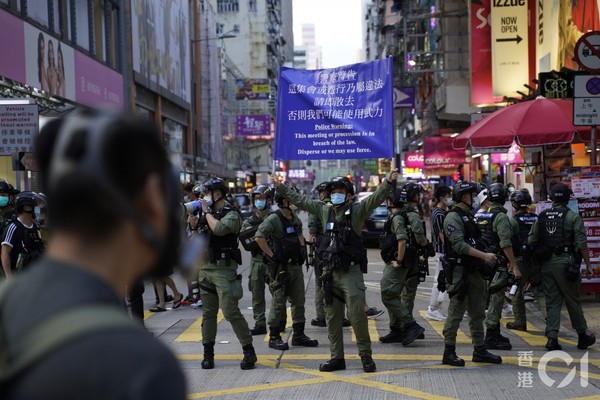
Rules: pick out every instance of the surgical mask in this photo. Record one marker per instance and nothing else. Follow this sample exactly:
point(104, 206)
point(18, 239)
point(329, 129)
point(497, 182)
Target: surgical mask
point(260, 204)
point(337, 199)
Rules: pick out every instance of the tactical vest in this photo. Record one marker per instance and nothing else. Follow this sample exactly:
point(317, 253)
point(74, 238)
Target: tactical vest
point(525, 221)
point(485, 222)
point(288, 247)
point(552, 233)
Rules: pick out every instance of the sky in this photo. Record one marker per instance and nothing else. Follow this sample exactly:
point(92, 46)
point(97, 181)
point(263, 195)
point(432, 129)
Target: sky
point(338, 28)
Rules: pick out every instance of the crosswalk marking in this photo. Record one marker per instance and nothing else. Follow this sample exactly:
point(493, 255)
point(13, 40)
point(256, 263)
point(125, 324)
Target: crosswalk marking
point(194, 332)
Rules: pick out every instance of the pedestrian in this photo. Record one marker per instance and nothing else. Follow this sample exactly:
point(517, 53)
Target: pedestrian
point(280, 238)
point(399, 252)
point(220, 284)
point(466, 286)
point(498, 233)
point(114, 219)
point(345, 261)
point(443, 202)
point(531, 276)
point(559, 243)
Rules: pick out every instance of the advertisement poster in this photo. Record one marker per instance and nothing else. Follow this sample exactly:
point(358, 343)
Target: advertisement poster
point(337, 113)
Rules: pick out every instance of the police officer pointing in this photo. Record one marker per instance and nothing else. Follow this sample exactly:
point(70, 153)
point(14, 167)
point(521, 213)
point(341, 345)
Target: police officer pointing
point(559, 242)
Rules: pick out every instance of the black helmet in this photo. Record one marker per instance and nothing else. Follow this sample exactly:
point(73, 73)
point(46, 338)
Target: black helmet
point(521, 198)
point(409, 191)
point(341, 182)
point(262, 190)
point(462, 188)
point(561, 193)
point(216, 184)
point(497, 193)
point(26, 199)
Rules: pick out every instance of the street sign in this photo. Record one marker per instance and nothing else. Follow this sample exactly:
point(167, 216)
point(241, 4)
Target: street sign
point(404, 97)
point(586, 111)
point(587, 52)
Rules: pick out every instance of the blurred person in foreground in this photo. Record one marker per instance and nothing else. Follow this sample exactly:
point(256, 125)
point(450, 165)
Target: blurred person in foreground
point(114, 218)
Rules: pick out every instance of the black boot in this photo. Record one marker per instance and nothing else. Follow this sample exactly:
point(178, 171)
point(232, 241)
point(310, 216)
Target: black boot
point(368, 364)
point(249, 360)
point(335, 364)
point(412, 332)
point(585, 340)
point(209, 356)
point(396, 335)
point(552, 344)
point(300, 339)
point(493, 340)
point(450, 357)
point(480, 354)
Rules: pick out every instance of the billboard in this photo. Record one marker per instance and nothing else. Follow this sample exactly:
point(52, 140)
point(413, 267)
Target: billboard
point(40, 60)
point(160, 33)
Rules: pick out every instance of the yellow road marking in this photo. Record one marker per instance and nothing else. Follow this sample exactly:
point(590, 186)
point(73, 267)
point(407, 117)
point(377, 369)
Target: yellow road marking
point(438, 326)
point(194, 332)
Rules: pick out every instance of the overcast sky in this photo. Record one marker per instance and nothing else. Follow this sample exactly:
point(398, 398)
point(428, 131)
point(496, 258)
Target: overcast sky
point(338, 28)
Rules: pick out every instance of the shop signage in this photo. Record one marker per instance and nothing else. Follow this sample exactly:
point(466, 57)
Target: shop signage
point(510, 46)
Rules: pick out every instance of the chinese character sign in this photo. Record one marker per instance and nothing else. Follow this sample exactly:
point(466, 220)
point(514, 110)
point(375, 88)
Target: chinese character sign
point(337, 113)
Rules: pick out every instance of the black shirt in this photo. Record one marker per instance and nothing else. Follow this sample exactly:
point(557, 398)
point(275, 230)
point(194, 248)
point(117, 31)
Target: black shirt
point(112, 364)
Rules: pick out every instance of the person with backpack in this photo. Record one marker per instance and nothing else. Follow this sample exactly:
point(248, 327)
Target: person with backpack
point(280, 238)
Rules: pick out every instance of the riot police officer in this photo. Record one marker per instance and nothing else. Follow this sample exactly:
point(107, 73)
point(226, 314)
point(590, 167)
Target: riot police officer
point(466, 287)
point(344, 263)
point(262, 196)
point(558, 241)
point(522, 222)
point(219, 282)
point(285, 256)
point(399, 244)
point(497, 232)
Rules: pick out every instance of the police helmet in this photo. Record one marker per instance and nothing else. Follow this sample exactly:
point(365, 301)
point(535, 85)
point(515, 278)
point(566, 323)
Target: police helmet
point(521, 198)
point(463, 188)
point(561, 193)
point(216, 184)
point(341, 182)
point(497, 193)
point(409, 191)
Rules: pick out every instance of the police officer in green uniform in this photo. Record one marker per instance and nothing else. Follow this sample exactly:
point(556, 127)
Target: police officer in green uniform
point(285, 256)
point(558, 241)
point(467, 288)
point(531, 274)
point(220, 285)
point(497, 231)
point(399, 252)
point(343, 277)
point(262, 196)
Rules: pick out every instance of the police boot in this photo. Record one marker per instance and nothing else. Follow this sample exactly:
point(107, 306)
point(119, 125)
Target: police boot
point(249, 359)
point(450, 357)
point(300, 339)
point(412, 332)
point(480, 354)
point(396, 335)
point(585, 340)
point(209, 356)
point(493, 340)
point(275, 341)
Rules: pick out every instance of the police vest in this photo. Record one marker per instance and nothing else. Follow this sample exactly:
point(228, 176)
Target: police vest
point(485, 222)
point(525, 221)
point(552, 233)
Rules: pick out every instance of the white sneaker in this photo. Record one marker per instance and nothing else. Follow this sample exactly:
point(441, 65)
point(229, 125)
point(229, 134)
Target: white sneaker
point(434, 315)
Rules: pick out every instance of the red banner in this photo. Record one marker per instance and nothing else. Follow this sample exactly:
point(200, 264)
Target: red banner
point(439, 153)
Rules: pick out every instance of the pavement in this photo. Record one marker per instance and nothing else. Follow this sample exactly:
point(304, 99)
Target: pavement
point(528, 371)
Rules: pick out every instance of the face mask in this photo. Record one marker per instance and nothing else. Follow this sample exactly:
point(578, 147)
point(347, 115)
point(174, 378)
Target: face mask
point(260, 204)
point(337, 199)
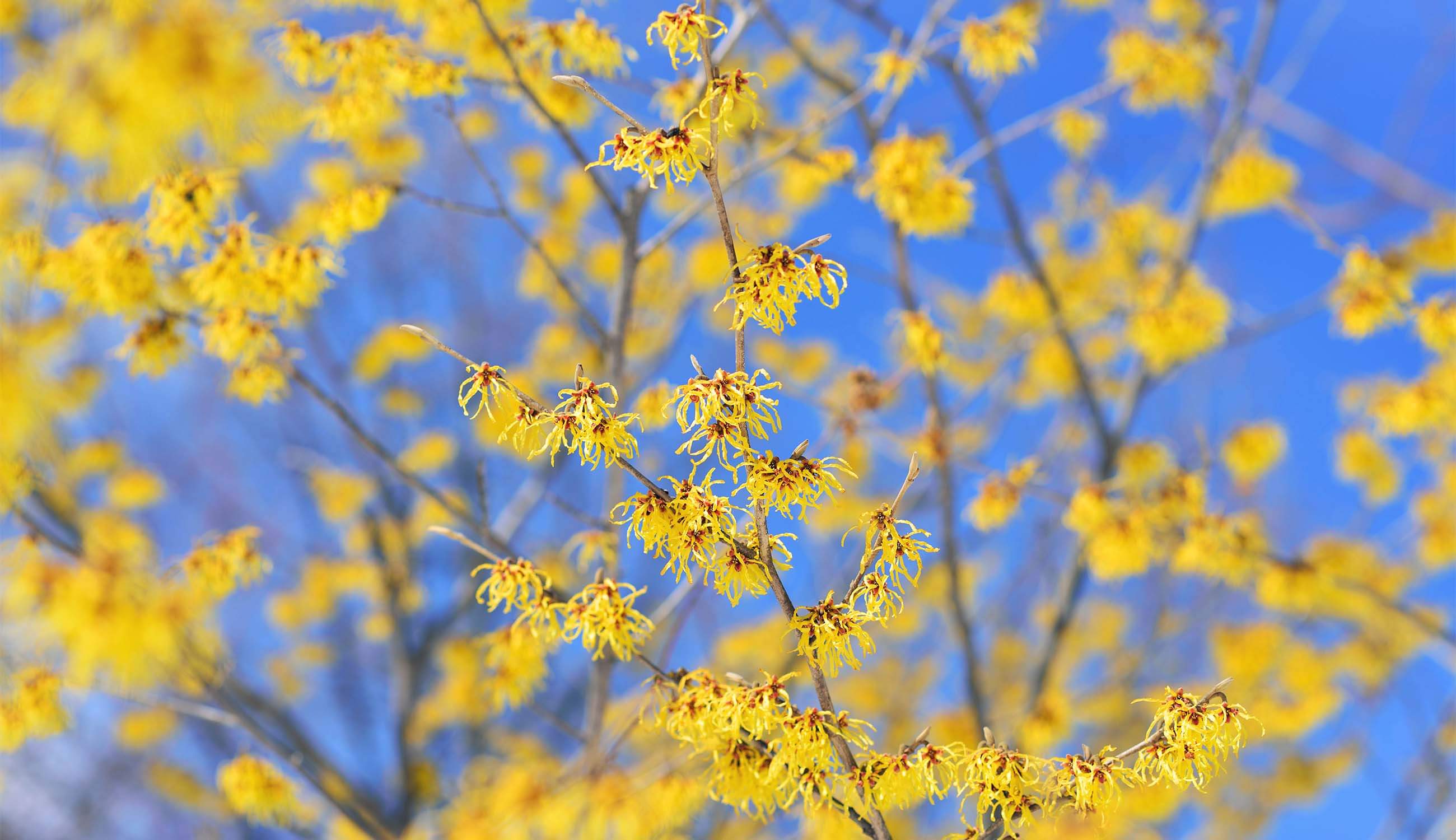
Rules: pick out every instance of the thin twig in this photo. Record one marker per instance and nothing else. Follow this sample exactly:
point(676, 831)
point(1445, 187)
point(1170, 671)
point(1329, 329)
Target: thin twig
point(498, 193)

━━━━

*What is needed*
Turn the listing above into a numbered list, one line per number, with blank lines omitted and the pictures left out.

*Response*
1. Rules: pick out every instance of the surgical mask in this photo. Record one marker per instance and nothing else. Follow this sample exactly:
2. point(104, 206)
3. point(18, 239)
4. point(329, 129)
5. point(497, 182)
6. Target: surgical mask
7. point(260, 204)
8. point(337, 199)
9. Rules: pick out every instance of the tactical vest in this photo. Record one marker per instance and nothing else. Follow this sample exactly:
10. point(317, 253)
11. point(74, 238)
12. Target: tactical vest
13. point(525, 221)
14. point(485, 222)
15. point(288, 247)
16. point(552, 233)
17. Rules: pick out every instance of the sky in this photo. Record one marker per instance and nothing else. Follow this sample exactly:
18. point(92, 46)
19. point(97, 181)
20. point(263, 195)
21. point(432, 129)
22. Target: sky
23. point(338, 28)
24. Rules: pick out every instance of the crosswalk marking in this photo. Record one marker per instance and nothing else. Follow this sample exactly:
25. point(493, 255)
26. point(13, 40)
27. point(256, 263)
28. point(125, 324)
29. Target: crosswalk marking
30. point(194, 332)
31. Rules: pick out every instance of the pedestrian in this photo. Record one marker per instance and nothing else. Follow this sample exactly:
32. point(517, 53)
33. Target: pedestrian
34. point(280, 238)
35. point(399, 252)
36. point(220, 284)
37. point(466, 286)
38. point(498, 233)
39. point(114, 219)
40. point(345, 261)
41. point(443, 202)
42. point(531, 276)
43. point(559, 243)
44. Rules: pick out every instance of the advertisement poster in this photo. Record one marker per instance and nothing else. Follow this sample exactly:
45. point(358, 343)
46. Target: advertisement poster
47. point(337, 113)
48. Rules: pick out every instance of the police officer pointing in this photo. Record one marker per instance and nothing else. Follow this sample exactly:
49. point(70, 153)
50. point(14, 167)
51. point(521, 213)
52. point(341, 345)
53. Target: police officer pointing
54. point(559, 242)
55. Rules: pick out every instance of the black helmet in this photo. Record one marker per instance and nothing else. Follow this sample exactly:
56. point(73, 73)
57. point(46, 338)
58. Target: black helmet
59. point(521, 198)
60. point(409, 191)
61. point(341, 182)
62. point(262, 190)
63. point(462, 188)
64. point(561, 193)
65. point(216, 184)
66. point(497, 193)
67. point(26, 199)
68. Rules: pick out every instance of the street sign in this photo. Record one marker per instance and nothing else. Follow this sample exactly:
69. point(167, 216)
70. point(241, 4)
71. Target: street sign
72. point(404, 97)
73. point(586, 111)
74. point(587, 52)
75. Rules: pick out every instance of the blurred person in foreground in this photo. Record one marker per instance and nothing else. Follow this sample exactly:
76. point(256, 125)
77. point(450, 165)
78. Target: blurred person in foreground
79. point(114, 218)
80. Rules: pick out every instance of the black boot in this photo. Record one marker per instance and nothing else. Follow this sample exactly:
81. point(178, 171)
82. point(232, 241)
83. point(310, 216)
84. Target: black boot
85. point(368, 364)
86. point(249, 360)
87. point(335, 364)
88. point(412, 332)
89. point(585, 340)
90. point(209, 356)
91. point(396, 335)
92. point(552, 344)
93. point(300, 339)
94. point(493, 340)
95. point(450, 357)
96. point(480, 354)
97. Rules: pick out every instance of the billboard in this photo. Record one marker per instance and nothing else. Follow this sample exactly:
98. point(52, 140)
99. point(413, 267)
100. Target: billboard
101. point(40, 60)
102. point(160, 33)
103. Rules: pick out every instance of the yellow road marking in this photo. Record one marker per instance and nothing else. Follow this sample exactly:
104. point(590, 186)
105. point(73, 267)
106. point(407, 117)
107. point(377, 369)
108. Target: yellow road marking
109. point(438, 326)
110. point(194, 332)
111. Rules: pick out every instance of the overcast sky in this photo. Record one marker per instance and nothing else. Follow this sample exactly:
112. point(398, 398)
113. point(428, 131)
114. point(496, 258)
115. Target: overcast sky
116. point(338, 28)
117. Rules: pick out every instance of the shop signage in this photo. Record one marker per instance and nothing else. Follow this sample exactly:
118. point(466, 57)
119. Target: shop signage
120. point(510, 46)
121. Rules: pick out every instance of the chinese character sign in this photo. Record one marker per instance and nothing else. Follow this sample exactly:
122. point(466, 220)
123. point(514, 110)
124. point(375, 88)
125. Target: chinese character sign
126. point(337, 113)
127. Rules: pick out every instance of the black shirt in this photo. Record one marker per instance and nothing else. Follow this sample exactly:
128. point(557, 398)
129. point(275, 230)
130. point(194, 248)
131. point(117, 31)
132. Target: black shirt
133. point(112, 364)
134. Rules: pick out every instance of the person with backpack in this photo. Record one marker per instance and nothing else. Follow this sample exactly:
135. point(248, 327)
136. Target: person with backpack
137. point(280, 238)
138. Rules: pick out every instance of the riot police officer in this photo. Record one marker per instance and nothing else. Follow this sample exactly:
139. point(107, 73)
140. point(226, 314)
141. point(590, 167)
142. Target: riot police officer
143. point(466, 287)
144. point(344, 263)
145. point(262, 196)
146. point(558, 241)
147. point(522, 222)
148. point(219, 282)
149. point(285, 256)
150. point(399, 244)
151. point(497, 232)
152. Rules: pick out every instance of the police helmet in this photo. Record one marker per instance and nothing else. Follow this sample exactly:
153. point(365, 301)
154. point(535, 85)
155. point(515, 278)
156. point(566, 323)
157. Target: police helmet
158. point(521, 198)
159. point(463, 188)
160. point(561, 193)
161. point(216, 184)
162. point(341, 182)
163. point(497, 193)
164. point(409, 191)
165. Rules: pick out every instance of the police officer in green uniform in this photo. Record one marker per instance and nothing else. Follow this sample exactly:
166. point(556, 127)
167. Target: police officer in green uniform
168. point(285, 256)
169. point(558, 241)
170. point(467, 288)
171. point(531, 274)
172. point(220, 285)
173. point(497, 231)
174. point(399, 252)
175. point(343, 277)
176. point(262, 196)
177. Rules: pick out every instance of the police boot in this photo. Record one marker per instance and nothing else. Follow this sample exactly:
178. point(107, 306)
179. point(119, 125)
180. Target: police boot
181. point(249, 359)
182. point(450, 357)
183. point(300, 339)
184. point(412, 332)
185. point(480, 354)
186. point(396, 335)
187. point(585, 340)
188. point(209, 356)
189. point(493, 340)
190. point(275, 341)
191. Rules: pick out every instance of the police vest in this photo. Record one marker per instance and nothing else. Follow this sample exactly:
192. point(228, 176)
193. Target: police vest
194. point(485, 222)
195. point(525, 221)
196. point(552, 233)
197. Rules: pick out every instance of the white sneaker in this photo. Record one marker per instance and nothing else. Follow this sample exactly:
198. point(441, 65)
199. point(229, 125)
200. point(229, 134)
201. Target: white sneaker
202. point(434, 315)
203. Rules: pick out every instance of the red banner in this photo. Record one marker per instance and nothing else. Follow this sample exactly:
204. point(200, 264)
205. Target: red banner
206. point(439, 153)
207. Rules: pick out every instance of the pavement in this photo. Record one marker per instance and nothing else. Follow this sample exactly:
208. point(304, 99)
209. Target: pavement
210. point(528, 371)
211. Rules: pick out every instance of the face mask in this photo. Record one marker per instance and nothing else. Follow this sample exactly:
212. point(578, 147)
213. point(347, 115)
214. point(174, 378)
215. Target: face mask
216. point(260, 204)
217. point(337, 199)
218. Rules: pick out every instance of the thin twig in this photo. Record one marker per instance and nothing else. Follow this sample exactly:
219. point(676, 831)
220. point(1445, 187)
221. point(1170, 671)
222. point(1329, 329)
223. Target: thin twig
224. point(498, 193)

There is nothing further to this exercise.